UIT TE VOEREN>
a – Waar ligt volgens de tekst over het lichaam de oorsprong van de zonde wanneer de mens in zonde valt?
b – Geef alle bijbelplaatsen die in de tekst over het lichaam worden genoemd.
c – Zet de tekst over het lichaam voort na de laatste zin.

AANGELEVERDE TEKST>
────────────────────
Nu hoeven we nog niet over een „zondeval van het christendom" of over een „monsterverbond" van christenen en heidenen te spreken, wat wel gebeurd is, om toch te begrijpen dat deze wind van leer de kerk niet veel goeds heeft gebracht. Voor de waardering van het lichamelijke en het sexuele is het immers fataal, wanneer onder invloed van bovengenoemde filosofische gedachten het lagere, zondige, verkeerde gekoppeld wordt aan de stoffelijke wereld. Dan blijft er niet veel over van een vreugdevol, eerlijk, kinderlijk-blij genieten van alles wat God toch geschapen heeft om met dankzegging te worden gebruikt door de gelovigen (1 Tim. 4:3). Je komt dat in het NT ook al tegen, op een bepaalde manier: de ascetische houding tegenover het lichamelijke. Lees bijv. Col. 2:20-23 en 1 Tim. 4. Paulus moet er niets van hebben.
Immers: de Bijbel spreekt zo heel ánders over de mens. De mens is niet een in een lichaam gekerkerde geest, niet iemand die toch vooral zo „geestelijk" mogelijk moet zijn en het „natuurlijke" op z'n best als een noodzakelijk kwaad beschouwt. Maar de mens is een schepsel van God, met z'n lichaam en z'n ziel, met alles wat hij is en wat hij heeft. En als hij in zonde valt (Gen. 3), ligt de oorsprong van de zonde níet in het lichamelijke, maar in zijn geestelijke houding tegenover God. De mens is gevallen, niet alleen zijn lichaam, maar hij helemaal. En niet alleen zijn geest moet verlost worden, maar hij helemaal. En daarom kwam onze Heiland niet in een schijn-lichaam op aarde (dat hebben sommigen, aangetast door die „Griekse" leringen, durven beweren), maar kwam Hij werkelijk in het vlees: incarnatie. Om ons geheel en al, naar lichaam en ziel, te redden. Daarvoor leed Hij ontelbare smaadheden en pijnen, niet alleen geestelijk maar ook met Zijn lichaam. En Zijn lichaam werd aan het kruis genageld. En Zijn lichaam werd in het graf gelegd. En Hij is opgewekt: „Ziet Mijn handen en mijn voeten, dat Ik het zelf ben; betast Mij en ziet, dat een geest geen vlees en beenderen heeft, zoals gij ziet, dat Ik heb" (Luc. 24:39). Waarom wij ook verwachten de opstanding des vléses.
Ons vlees, ons lichaam, is niet minderwaardig of neutraal. Het is voor de Here! En de Here is er niet alleen voor onze „geest", maar ook voor het lichaam (1 Cor. 6:13). En met een beroep op de barmhartigheden Gods worden wij vermaand onze lichamen (= heel ons dagelijks leven, onze lichamelijkheid incluis) te stellen tot een levend, heilig en Gode welgevallig offer (Rom. 12:1).
────────────────────
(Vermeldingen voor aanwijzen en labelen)
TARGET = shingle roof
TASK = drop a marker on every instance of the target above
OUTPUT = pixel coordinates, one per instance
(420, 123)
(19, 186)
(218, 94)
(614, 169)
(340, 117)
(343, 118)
────────────────────
ANTWOORDEN PER OPDRACHT>
a – Niet in het lichamelijke, maar in zijn geestelijke houding tegenover God.

b –
1 Tim. 4:3
Col. 2:20-23
1 Tim. 4
Gen. 3
Luc. 24:39
1 Cor. 6:13
Rom. 12:1

c –
Met enkele teksten wordt zo wel duidelijk, dat in de Bijbel geen plaats kan zijn voor Grieksplatoonse of ascetische lichaamsverachting. Integendeel! God schiep ons met een lichaam! En Hij schiep ons als man en vrouw! Deze dingen zijn door de Here zo gewild. En waar wij het door Hem geschapene dankzeggend en luisterend naar Hem gebruiken, daar wordt God geëerd. Er is geen levensblijer boek dan de Bijbel. Geen bevrijdender boek dan de Bijbel. Niet het minst op het punt van de lichamelijkheid, de liefde, de sexualiteit. Maar de geschiedenis laat zien, dat de kerk deze boodschap vaak te weinig gehoord heeft en te weinig ten gehore heeft gebracht. Maar al te vaak werd de sexualiteit als minderwaardig gezien. Stellig is het mede tegen déze achtergrond, dat de allegorische Hooglieduitlegging eeuwenlang zo kon floreren. Maar terwijl men de mensen hiermee geestelijk wilde verrijken, was het vaak armoe troef als het ging om geestelijke leiding op het terrein van het lichamelijke. Met als gevolg veel onzekerheid en frustraties, of onverschilligheid en losbandigheid.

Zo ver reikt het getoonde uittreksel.